Copy all of the records below word for word, leaving nothing out and changing nothing.

• [Data to process]
------------------------------------------------

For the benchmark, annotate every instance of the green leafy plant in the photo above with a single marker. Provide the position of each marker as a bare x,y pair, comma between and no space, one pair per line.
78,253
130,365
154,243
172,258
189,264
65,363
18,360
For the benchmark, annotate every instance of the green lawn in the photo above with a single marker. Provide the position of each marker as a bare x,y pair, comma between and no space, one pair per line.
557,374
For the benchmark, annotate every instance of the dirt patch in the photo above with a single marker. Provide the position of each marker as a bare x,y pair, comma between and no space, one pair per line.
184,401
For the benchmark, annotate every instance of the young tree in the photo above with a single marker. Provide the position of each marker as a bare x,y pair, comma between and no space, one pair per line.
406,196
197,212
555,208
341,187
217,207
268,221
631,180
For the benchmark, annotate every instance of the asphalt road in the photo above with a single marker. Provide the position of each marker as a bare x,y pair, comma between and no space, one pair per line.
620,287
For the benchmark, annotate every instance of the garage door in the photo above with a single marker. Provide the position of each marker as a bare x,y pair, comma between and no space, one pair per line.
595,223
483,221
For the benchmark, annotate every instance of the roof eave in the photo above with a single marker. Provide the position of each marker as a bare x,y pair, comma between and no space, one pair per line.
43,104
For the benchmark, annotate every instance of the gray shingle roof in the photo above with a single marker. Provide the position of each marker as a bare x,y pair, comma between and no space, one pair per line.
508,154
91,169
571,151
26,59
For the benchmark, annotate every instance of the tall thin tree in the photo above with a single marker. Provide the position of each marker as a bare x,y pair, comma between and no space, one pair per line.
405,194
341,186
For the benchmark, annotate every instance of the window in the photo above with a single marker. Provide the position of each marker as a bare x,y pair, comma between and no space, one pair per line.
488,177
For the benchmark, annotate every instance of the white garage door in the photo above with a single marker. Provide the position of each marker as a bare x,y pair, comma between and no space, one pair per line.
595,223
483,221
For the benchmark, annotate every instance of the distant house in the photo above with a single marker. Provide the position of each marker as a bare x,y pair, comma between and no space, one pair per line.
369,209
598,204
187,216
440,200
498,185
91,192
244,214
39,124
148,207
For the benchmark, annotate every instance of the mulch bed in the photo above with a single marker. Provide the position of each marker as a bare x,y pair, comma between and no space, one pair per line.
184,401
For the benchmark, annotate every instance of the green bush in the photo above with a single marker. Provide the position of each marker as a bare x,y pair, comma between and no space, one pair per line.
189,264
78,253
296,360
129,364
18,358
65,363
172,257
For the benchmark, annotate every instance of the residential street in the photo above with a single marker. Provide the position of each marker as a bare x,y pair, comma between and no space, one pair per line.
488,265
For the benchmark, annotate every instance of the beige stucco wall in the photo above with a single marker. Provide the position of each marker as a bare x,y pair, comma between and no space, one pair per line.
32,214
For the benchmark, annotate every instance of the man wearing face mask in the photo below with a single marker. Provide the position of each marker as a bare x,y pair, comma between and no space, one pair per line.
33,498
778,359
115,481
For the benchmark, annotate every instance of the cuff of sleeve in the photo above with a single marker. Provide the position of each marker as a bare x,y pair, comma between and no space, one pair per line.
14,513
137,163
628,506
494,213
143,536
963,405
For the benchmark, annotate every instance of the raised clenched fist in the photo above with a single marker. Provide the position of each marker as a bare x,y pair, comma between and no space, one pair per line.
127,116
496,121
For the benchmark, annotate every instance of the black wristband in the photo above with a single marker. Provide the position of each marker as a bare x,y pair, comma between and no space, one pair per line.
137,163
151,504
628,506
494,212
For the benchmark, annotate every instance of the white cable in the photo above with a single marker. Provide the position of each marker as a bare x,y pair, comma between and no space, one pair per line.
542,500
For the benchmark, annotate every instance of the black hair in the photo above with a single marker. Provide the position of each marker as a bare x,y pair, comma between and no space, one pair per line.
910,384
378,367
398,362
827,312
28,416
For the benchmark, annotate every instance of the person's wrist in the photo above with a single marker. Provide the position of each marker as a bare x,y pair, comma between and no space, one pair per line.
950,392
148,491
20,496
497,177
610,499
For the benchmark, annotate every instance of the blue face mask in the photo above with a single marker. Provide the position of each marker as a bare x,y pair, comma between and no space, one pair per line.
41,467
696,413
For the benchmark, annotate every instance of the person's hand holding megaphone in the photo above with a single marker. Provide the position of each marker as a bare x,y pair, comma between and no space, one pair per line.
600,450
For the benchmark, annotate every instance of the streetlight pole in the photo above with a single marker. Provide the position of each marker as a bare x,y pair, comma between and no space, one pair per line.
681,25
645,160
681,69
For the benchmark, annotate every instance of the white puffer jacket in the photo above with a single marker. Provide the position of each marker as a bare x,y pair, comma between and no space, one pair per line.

------------------------------------------------

• [Solution]
For the benchmark, annotate every instance of the green leafy plant in the photo above with a single marker. Provide the position of each marker as a bare x,y pair, comma between and no space, one pair per line.
78,253
130,365
154,243
172,258
189,264
65,363
18,360
For the benchmark, annotate every instance of the green lawn in the photo above with a single marker. Provide the position of each marker as a bare x,y pair, comma between and no space, one pair per line.
557,374
For the benchmark, annotate every instance of the dirt patch in the photo above with a single marker. Provide the position of each marker as a bare x,y pair, comma between and no space, one pair per line.
184,401
For the benchmark, annotate every instance of the young tree in the photo above with a single marker. Provide the position of each marker as a bare x,y pair, comma between and no space, one pair per line.
406,196
197,212
555,208
341,187
217,207
268,221
631,180
For the benchmark, annotate every instance of the asphalt road in the photo above with a single marker. Provide the position of each marker as a bare x,y pair, comma between and no space, one pair per line.
620,287
For the benchmark, annotate every instance of the garage door in the photo above with a single marker. Provide the position of each marker as a bare x,y pair, comma between and no space, one pair per line.
595,223
483,221
For the benchmark, annotate every instance of the roof eave in the photo above with a single marker. Provide the position of each marker as a bare x,y pair, comma between and no space, one pair per line.
43,104
For the benchmark, annotate every instance of the gray shingle roof in the photo above with a single marker. Provide the position of each marker as a bare x,y pair, comma between and no space, one pair per line.
508,154
91,169
571,151
26,59
For the benchmark, annotate every instance of the tall thin tree in the photo above with a single marker. Provide the position of each marker as a bare x,y pair, comma between and no space, one pair per line.
405,194
341,186
For the benchmark, annotate every instance of the window in the photo above with a single marker. Provide the position of each marker as a bare x,y pair, comma between and no space, one pair per line.
488,177
For the benchmark, annotate every instance of the white garage door in the photo above with a single marker. Provide the position of each marker as a bare x,y pair, comma between and no space, one pair per line.
595,223
483,221
For the benchmark, annotate every instance of the distant house in the photo above with a single marker. Provide the position of each marker as a bare x,y pair, comma between and no space, one pair per line.
369,209
598,204
187,216
440,200
498,185
91,192
244,214
39,124
148,207
For the benchmark, annotate every instance of the mulch bed in the photo above with a single marker. Provide the position of each marker as a bare x,y pair, comma between and no space, one pair per line.
184,401
For the benchmark, annotate every instance of the green bush in the photo above with a single marker. Provide the position of each marker as a bare x,y pair, comma between and no space, one pair per line.
189,264
78,253
296,360
129,364
18,358
65,363
172,257
For the benchmark, annotate every instance of the residential street in the photo above with a single marker. Provide the position of each marker as a bare x,y pair, comma between and no space, one pair per line.
488,265
For the benchmark, annotate every instance of the beige stucco wall in the photo above with a single marker. Provide the position of each marker as a bare x,y pair, comma between and no space, one pair per line.
32,214
For the benchmark, annotate every instance of the man wearing face mask in the photo below with a single marker. Provide the position of each marker as a bare x,y pair, comma between and no space, one pair per line.
33,498
778,359
115,481
For the benchmark, annotate every instance of the cuff of sleeve in the photo above with a single marker. Provide the position of each marker as a bare x,y pair, comma between and no space, one pair per line.
14,513
137,163
628,506
494,213
143,536
963,405
For the benchmark, annotate every instance of the raised clenched fist in the photo above with a single marker. Provide the position of each marker as a bare x,y pair, comma between and no space, one pair per line.
127,116
496,121
For the benchmark, annotate every instance of the black wristband in the photo above with a single marker. Provide the position of each marker as a bare x,y pair, comma between and no space, one pair per line.
137,163
151,504
628,506
494,212
For the benchmark, annotate every instance of the white cable in the photo above with a single marker. Provide the position of each marker as a bare x,y pair, comma between and no space, one pair per line.
542,500
For the benchmark, annotate every instance of the black hair in the photo above with a single marker. Provide the position of each marker as a bare x,y pair, comma between and no space, one pair per line.
910,384
378,367
398,362
827,312
28,416
For the benchmark, annotate every instance of the person's wrist in the photo above with a single marker. Provide the position of each marker as a bare x,y pair, comma between and no space, one pair per line.
950,392
148,491
20,496
497,177
610,499
For the benchmark, annotate every instance of the blue face mask in the photo above with a single marker. Provide the position of each marker as a bare x,y pair, comma between and no space, one pair per line.
41,467
696,413
For the benchmark, annotate every instance of the person's hand holding megaphone in the photo above with a single marker. Provide the position of each marker as a bare x,y pair, comma between and no space, one pair per line.
600,450
For the benchmark, annotate every instance of the streetlight pole in the photo above with a single marker. Provide the position of each marker as a bare x,y pair, comma between and no space, one pair per line.
681,25
645,160
681,69
For the benchmark, annotate every instance of the white puffer jacket in the photo above with a single marker. Provide the position of each marker as a bare x,y pair, comma between and no space, one pair per line.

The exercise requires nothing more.